## Qué hacer:
A – Responde con la información del texto sobre Ricardo III:
(i) ¿En qué año murió Ricardo III?
(ii) ¿En qué batalla murió?
(iii) ¿Dónde habían desembarcado las tropas de los rebeldes?
B – Repite literalmente el fragmento del texto sobre Ricardo III que va desde "Una batalla que" hasta "personalmente su reino.", ambos incluidos.

## Página:
>>>>>

Ricardo III de Inglaterra fue un rey miserable —y lleno de resentimiento, por un defecto físico— que, para llegar al trono y conservarlo, traicionó incluso a su círculo más cercano. Déspota y mentiroso, acumuló poder y fue eliminando a sus enemigos —uno a uno— hasta el día de su muerte, en 1485, en la batalla de Bosworth.

Una batalla que cambiaría el rumbo de la historia. Las tropas de Eduardo Tudor habían desembarcado en Gales unos cuantos días antes y, en su camino a Londres, sumaban adeptos entre la población. Ricardo contaba, sin embargo, con la ventaja del poder en funciones, y un ejército que superaba, en mucho, al de los rebeldes. Así, se puso en marcha, al frente de sus fuerzas, para defender personalmente su reino.

<<<<<

## Datos proporcionados:
>>>>>

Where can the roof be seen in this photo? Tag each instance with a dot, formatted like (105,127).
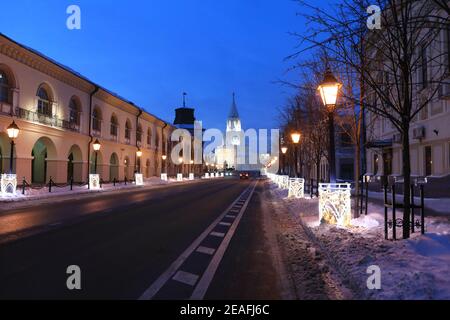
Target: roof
(79,75)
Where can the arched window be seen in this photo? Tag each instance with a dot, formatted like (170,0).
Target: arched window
(139,133)
(44,102)
(74,112)
(149,137)
(114,126)
(128,130)
(97,120)
(5,88)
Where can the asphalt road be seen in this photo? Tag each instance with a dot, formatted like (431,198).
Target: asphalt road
(122,242)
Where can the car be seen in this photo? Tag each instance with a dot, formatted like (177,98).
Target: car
(244,175)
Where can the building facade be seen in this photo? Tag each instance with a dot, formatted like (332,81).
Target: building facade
(61,113)
(430,130)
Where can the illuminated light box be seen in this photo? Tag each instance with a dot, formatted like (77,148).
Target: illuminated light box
(296,188)
(9,184)
(139,178)
(335,204)
(94,181)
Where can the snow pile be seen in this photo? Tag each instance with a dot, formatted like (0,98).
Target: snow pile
(417,268)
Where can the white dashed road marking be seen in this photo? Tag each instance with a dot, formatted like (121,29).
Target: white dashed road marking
(205,250)
(186,278)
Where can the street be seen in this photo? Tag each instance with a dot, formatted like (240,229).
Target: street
(123,242)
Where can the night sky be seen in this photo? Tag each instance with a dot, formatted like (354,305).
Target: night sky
(151,51)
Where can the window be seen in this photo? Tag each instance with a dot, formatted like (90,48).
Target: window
(5,88)
(44,103)
(447,47)
(97,120)
(128,130)
(139,133)
(74,112)
(428,161)
(149,137)
(114,126)
(423,67)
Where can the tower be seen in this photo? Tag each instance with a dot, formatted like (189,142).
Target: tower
(234,125)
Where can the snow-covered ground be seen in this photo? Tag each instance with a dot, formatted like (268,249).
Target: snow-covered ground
(418,268)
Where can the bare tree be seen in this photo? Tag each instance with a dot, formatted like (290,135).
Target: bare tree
(391,63)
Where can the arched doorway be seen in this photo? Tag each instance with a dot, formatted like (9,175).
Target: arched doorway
(75,164)
(114,167)
(126,167)
(43,150)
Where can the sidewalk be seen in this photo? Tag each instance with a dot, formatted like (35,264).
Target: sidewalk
(417,268)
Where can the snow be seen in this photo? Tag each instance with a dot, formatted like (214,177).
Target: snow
(418,268)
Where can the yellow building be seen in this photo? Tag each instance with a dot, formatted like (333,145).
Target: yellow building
(61,113)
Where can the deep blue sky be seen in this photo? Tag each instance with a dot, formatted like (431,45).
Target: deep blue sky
(151,51)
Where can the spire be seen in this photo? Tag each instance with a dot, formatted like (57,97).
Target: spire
(234,114)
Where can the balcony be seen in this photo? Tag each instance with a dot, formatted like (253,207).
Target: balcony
(51,121)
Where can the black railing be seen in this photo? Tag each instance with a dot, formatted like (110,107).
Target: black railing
(53,121)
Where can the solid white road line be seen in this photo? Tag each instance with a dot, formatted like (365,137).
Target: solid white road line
(163,278)
(206,279)
(186,278)
(206,250)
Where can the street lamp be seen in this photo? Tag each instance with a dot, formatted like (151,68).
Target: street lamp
(139,155)
(97,146)
(283,158)
(329,90)
(295,137)
(180,162)
(13,132)
(164,158)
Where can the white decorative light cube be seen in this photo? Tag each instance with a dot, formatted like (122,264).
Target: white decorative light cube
(139,178)
(94,181)
(296,188)
(335,204)
(9,184)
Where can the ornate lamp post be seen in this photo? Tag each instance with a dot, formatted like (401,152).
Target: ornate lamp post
(329,90)
(284,150)
(97,146)
(13,132)
(139,155)
(164,158)
(295,137)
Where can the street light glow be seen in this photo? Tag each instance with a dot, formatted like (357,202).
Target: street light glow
(329,89)
(13,130)
(97,145)
(296,136)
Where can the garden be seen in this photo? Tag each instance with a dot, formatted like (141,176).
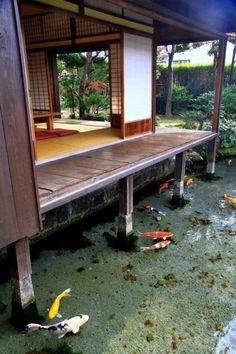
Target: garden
(193,102)
(84,94)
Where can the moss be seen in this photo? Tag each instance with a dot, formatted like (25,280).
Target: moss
(122,242)
(196,220)
(61,349)
(2,307)
(150,337)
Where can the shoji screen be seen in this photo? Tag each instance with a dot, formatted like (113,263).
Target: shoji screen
(137,77)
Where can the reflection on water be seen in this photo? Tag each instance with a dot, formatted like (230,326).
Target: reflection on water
(227,343)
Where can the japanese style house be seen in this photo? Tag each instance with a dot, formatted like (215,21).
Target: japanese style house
(32,33)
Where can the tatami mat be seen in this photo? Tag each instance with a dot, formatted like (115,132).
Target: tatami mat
(63,146)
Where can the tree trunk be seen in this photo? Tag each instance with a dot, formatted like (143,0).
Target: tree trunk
(231,76)
(168,111)
(84,83)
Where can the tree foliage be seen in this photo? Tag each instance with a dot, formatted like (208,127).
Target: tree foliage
(83,79)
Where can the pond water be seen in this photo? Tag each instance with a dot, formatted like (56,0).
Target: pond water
(180,299)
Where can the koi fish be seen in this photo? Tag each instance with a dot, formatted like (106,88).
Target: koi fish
(189,181)
(152,209)
(53,311)
(62,328)
(164,186)
(157,246)
(230,199)
(156,234)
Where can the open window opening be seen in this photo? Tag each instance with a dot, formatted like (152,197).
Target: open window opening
(75,100)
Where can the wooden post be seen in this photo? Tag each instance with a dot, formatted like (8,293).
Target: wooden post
(219,83)
(211,157)
(211,154)
(178,192)
(23,300)
(125,222)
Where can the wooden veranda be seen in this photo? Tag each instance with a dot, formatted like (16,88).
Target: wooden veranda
(32,34)
(66,179)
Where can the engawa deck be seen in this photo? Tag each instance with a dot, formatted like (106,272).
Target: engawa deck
(64,180)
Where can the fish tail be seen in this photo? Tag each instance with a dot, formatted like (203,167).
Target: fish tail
(143,248)
(64,293)
(32,327)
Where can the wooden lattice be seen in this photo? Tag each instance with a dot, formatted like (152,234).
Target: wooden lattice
(56,26)
(46,27)
(38,81)
(85,27)
(33,29)
(115,83)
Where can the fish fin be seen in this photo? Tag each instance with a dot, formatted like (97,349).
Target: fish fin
(31,327)
(143,248)
(75,330)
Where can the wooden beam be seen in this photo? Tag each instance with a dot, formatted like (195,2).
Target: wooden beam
(219,79)
(23,300)
(178,191)
(211,157)
(163,14)
(154,80)
(125,222)
(171,35)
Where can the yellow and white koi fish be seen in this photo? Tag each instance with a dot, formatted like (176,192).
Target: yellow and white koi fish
(53,311)
(189,181)
(62,328)
(230,199)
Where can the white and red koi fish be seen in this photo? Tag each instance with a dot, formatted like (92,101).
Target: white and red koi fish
(156,234)
(53,311)
(157,246)
(62,328)
(151,209)
(230,199)
(164,186)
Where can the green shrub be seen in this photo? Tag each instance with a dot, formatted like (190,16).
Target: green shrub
(193,119)
(229,99)
(205,104)
(227,132)
(181,98)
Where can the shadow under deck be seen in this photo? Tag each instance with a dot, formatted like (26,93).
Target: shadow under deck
(64,180)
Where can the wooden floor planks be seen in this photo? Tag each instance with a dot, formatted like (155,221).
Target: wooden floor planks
(62,180)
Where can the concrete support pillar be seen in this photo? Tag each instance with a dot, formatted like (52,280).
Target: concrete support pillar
(180,162)
(23,300)
(211,157)
(125,222)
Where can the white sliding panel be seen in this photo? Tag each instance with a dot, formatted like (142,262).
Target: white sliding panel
(137,77)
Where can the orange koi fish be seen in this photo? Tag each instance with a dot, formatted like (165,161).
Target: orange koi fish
(152,209)
(156,234)
(157,246)
(53,311)
(164,186)
(189,181)
(230,199)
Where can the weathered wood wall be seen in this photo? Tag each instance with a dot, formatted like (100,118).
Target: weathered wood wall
(19,212)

<<<<<

## Respuestas dadas:
A –
(i) Ricardo III murió en 1485.
(ii) Murió en la batalla de Bosworth.
(iii) Las tropas habían desembarcado en Gales.

B –
Una batalla que cambiaría el rumbo de la historia. Las tropas de Eduardo Tudor habían desembarcado en Gales unos cuantos días antes y, en su camino a Londres, sumaban adeptos entre la población. Ricardo contaba, sin embargo, con la ventaja del poder en funciones, y un ejército que superaba, en mucho, al de los rebeldes. Así, se puso en marcha, al frente de sus fuerzas, para defender personalmente su reino.